_WORK REQUIRED_
The records are to be repeated exactly, and any images in them are to be dropped.

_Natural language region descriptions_
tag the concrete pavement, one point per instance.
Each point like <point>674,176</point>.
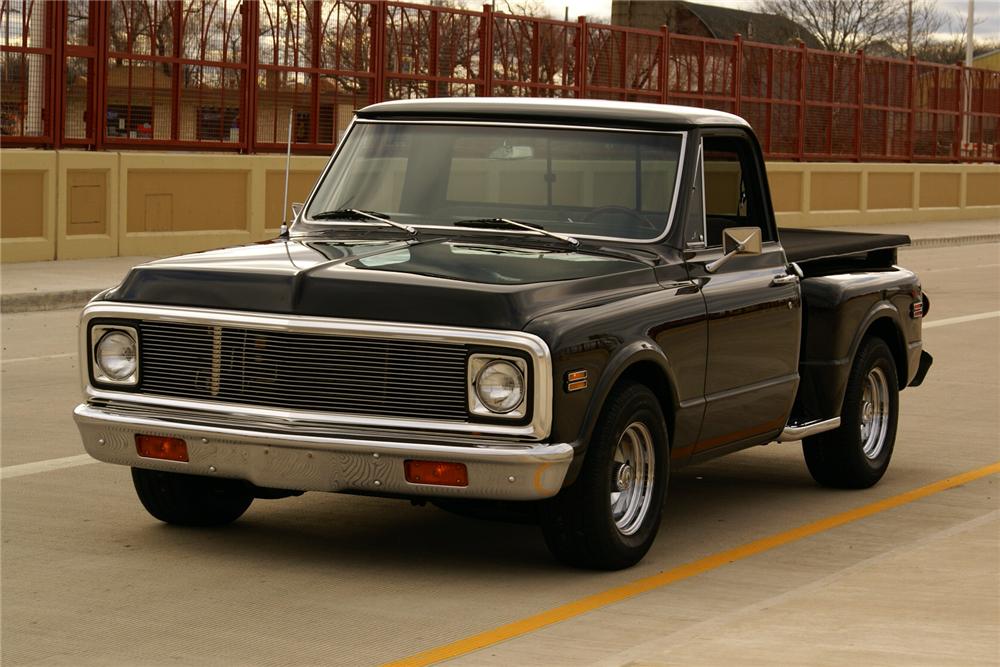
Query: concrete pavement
<point>89,579</point>
<point>33,286</point>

_ANSWER FOR THE TASK_
tag the concrete pavement, one point per instance.
Each point like <point>674,176</point>.
Query: concrete pavement
<point>89,579</point>
<point>33,286</point>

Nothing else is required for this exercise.